[Records from a data source]
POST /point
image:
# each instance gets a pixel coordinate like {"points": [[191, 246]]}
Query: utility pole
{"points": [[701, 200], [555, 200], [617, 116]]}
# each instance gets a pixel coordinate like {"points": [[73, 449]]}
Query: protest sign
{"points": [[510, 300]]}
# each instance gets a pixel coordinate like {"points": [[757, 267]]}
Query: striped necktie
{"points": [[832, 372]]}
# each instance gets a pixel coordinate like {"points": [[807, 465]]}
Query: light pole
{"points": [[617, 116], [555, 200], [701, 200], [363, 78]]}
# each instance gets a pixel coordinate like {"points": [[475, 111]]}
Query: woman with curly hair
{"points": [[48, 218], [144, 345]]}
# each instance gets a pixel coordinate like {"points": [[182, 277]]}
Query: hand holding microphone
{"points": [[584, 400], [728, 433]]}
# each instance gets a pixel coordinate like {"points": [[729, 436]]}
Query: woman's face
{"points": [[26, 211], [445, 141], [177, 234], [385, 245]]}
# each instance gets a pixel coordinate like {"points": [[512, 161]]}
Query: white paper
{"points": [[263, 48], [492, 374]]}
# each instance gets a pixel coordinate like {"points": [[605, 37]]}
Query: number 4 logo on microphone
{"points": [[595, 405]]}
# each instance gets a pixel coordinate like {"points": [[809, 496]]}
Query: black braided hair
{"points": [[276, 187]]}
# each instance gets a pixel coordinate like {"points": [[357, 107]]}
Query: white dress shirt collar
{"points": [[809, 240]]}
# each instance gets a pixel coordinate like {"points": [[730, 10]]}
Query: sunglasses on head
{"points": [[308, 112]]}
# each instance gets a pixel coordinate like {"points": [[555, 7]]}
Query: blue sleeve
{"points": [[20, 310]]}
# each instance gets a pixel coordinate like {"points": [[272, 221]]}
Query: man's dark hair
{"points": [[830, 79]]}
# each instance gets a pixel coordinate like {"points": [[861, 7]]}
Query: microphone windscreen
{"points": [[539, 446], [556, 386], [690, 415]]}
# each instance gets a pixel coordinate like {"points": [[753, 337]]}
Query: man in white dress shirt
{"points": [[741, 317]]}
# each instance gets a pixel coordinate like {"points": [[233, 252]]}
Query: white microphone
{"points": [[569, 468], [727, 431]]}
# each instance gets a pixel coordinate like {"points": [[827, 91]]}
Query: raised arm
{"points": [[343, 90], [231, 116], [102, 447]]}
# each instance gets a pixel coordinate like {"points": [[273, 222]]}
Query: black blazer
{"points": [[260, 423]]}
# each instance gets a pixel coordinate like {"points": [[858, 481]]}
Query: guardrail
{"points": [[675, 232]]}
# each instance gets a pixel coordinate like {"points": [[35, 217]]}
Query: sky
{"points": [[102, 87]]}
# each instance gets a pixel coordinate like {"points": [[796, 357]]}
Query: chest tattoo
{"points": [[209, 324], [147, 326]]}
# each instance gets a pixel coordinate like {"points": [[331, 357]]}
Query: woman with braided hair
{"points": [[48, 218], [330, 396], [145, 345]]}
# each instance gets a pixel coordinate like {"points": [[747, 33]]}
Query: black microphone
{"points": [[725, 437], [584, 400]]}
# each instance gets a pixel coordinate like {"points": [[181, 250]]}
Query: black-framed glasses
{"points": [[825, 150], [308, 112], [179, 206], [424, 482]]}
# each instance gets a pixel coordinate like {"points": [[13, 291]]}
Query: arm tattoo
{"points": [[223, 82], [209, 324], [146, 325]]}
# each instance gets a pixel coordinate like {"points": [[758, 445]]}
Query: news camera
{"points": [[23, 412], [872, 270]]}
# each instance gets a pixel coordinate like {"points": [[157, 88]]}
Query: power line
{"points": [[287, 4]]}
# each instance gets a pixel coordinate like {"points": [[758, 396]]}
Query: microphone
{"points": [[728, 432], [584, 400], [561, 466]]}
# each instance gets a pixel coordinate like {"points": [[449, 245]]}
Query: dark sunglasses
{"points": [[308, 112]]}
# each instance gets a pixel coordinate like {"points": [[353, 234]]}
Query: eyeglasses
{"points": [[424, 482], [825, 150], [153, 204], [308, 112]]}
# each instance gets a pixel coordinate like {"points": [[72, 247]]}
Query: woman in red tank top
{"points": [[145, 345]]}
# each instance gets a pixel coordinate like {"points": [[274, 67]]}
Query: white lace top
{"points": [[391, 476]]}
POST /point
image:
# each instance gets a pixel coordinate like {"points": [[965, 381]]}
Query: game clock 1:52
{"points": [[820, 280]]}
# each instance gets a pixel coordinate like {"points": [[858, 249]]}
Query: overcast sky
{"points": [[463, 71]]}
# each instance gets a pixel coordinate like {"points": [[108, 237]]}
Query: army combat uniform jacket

▶ _Exercise instructions_
Copy out the whole listing, exactly as written.

▶ _Expected answer_
POST /point
image:
# each instance gets a pixel coordinate like {"points": [[191, 246]]}
Query: utility pole
{"points": [[701, 200], [555, 200], [617, 116]]}
# each instance gets a pixel coordinate like {"points": [[73, 449]]}
Query: protest sign
{"points": [[510, 300]]}
# each instance gets a pixel coordinate like {"points": [[757, 267]]}
Query: striped necktie
{"points": [[832, 372]]}
# each instance gets a pixel coordinate like {"points": [[807, 465]]}
Query: light pole
{"points": [[617, 116], [555, 200], [701, 200], [363, 78]]}
# each instance gets a pixel coordinate like {"points": [[475, 111]]}
Query: woman with curly hair
{"points": [[48, 218], [144, 345]]}
# each instance gets a pixel coordinate like {"points": [[182, 277]]}
Query: hand holding microphone
{"points": [[584, 400], [728, 433]]}
# each instance gets a pixel coordinate like {"points": [[729, 436]]}
Query: woman's face
{"points": [[26, 211], [445, 141], [177, 234], [385, 245]]}
# each instance gets a pixel coordinate like {"points": [[512, 161]]}
Query: white paper
{"points": [[263, 48], [492, 374]]}
# each instance gets a pixel coordinate like {"points": [[605, 37]]}
Query: number 4 logo on microphone
{"points": [[595, 405]]}
# each instance gets a pixel coordinate like {"points": [[809, 496]]}
Query: black braided hair
{"points": [[276, 187]]}
# each instance gets a pixel coordinate like {"points": [[357, 107]]}
Query: white dress shirt collar
{"points": [[809, 240]]}
# each instance gets a pixel coordinate like {"points": [[730, 10]]}
Query: sunglasses on head
{"points": [[308, 112]]}
# each instance gets a pixel coordinate like {"points": [[555, 7]]}
Query: blue sleeve
{"points": [[20, 310]]}
# each instance gets a pixel coordinate like {"points": [[272, 221]]}
Query: man's dark hair
{"points": [[830, 79]]}
# each instance gets a pixel coordinate like {"points": [[861, 7]]}
Query: microphone windscreen
{"points": [[539, 446], [556, 386], [690, 415]]}
# each instance gets a pixel coordinate like {"points": [[753, 337]]}
Query: man in white dress shirt
{"points": [[741, 317]]}
# each instance gets a pixel coordinate like {"points": [[233, 252]]}
Query: white microphone
{"points": [[569, 468], [727, 431]]}
# each instance gets a pixel coordinate like {"points": [[827, 91]]}
Query: raised arm
{"points": [[343, 90], [231, 116], [102, 447]]}
# each instance gets a pixel coordinate like {"points": [[273, 222]]}
Query: black blazer
{"points": [[260, 423]]}
# each instance gets a pixel coordinate like {"points": [[858, 481]]}
Query: guardrail
{"points": [[675, 232]]}
# each instance gets a pixel coordinate like {"points": [[35, 217]]}
Query: sky
{"points": [[102, 87]]}
# each instance gets a pixel coordinate like {"points": [[796, 357]]}
Query: chest tattoo
{"points": [[209, 324], [147, 326]]}
# each instance gets a pixel coordinate like {"points": [[331, 357]]}
Query: woman with braided hair
{"points": [[48, 218], [330, 396], [145, 345]]}
# each instance gets a pixel coordinate like {"points": [[747, 33]]}
Query: black microphone
{"points": [[725, 437], [584, 400]]}
# each instance gets a pixel coordinate like {"points": [[181, 250]]}
Query: black-framed glasses
{"points": [[825, 150], [308, 112], [179, 206], [424, 482]]}
# each instance gets a pixel coordinate like {"points": [[13, 291]]}
Query: arm tattoo
{"points": [[223, 82], [209, 324], [146, 325]]}
# each instance gets a pixel coordinate like {"points": [[758, 445]]}
Query: news camera
{"points": [[23, 412], [872, 270]]}
# each instance gets a pixel coordinate like {"points": [[157, 88]]}
Query: power line
{"points": [[287, 4]]}
# each instance gets a pixel coordinate like {"points": [[758, 396]]}
Query: microphone
{"points": [[728, 432], [584, 400], [561, 466]]}
# each instance gets a pixel coordinate like {"points": [[449, 245]]}
Query: dark sunglasses
{"points": [[308, 112]]}
# each instance gets a pixel coordinate like {"points": [[353, 234]]}
Query: eyeglasses
{"points": [[424, 482], [825, 150], [153, 204], [308, 112]]}
# each instance gets a pixel coordinate like {"points": [[72, 247]]}
Query: woman in red tank top
{"points": [[145, 345]]}
# each instance gets a pixel coordinate like {"points": [[274, 67]]}
Query: white lace top
{"points": [[391, 476]]}
POST /point
image:
# each instance gets a pixel coordinate like {"points": [[965, 381]]}
Query: game clock 1:52
{"points": [[820, 280]]}
# each instance gets a pixel coordinate like {"points": [[858, 249]]}
Query: overcast sky
{"points": [[463, 71]]}
# each instance gets a pixel coordinate like {"points": [[108, 237]]}
Query: army combat uniform jacket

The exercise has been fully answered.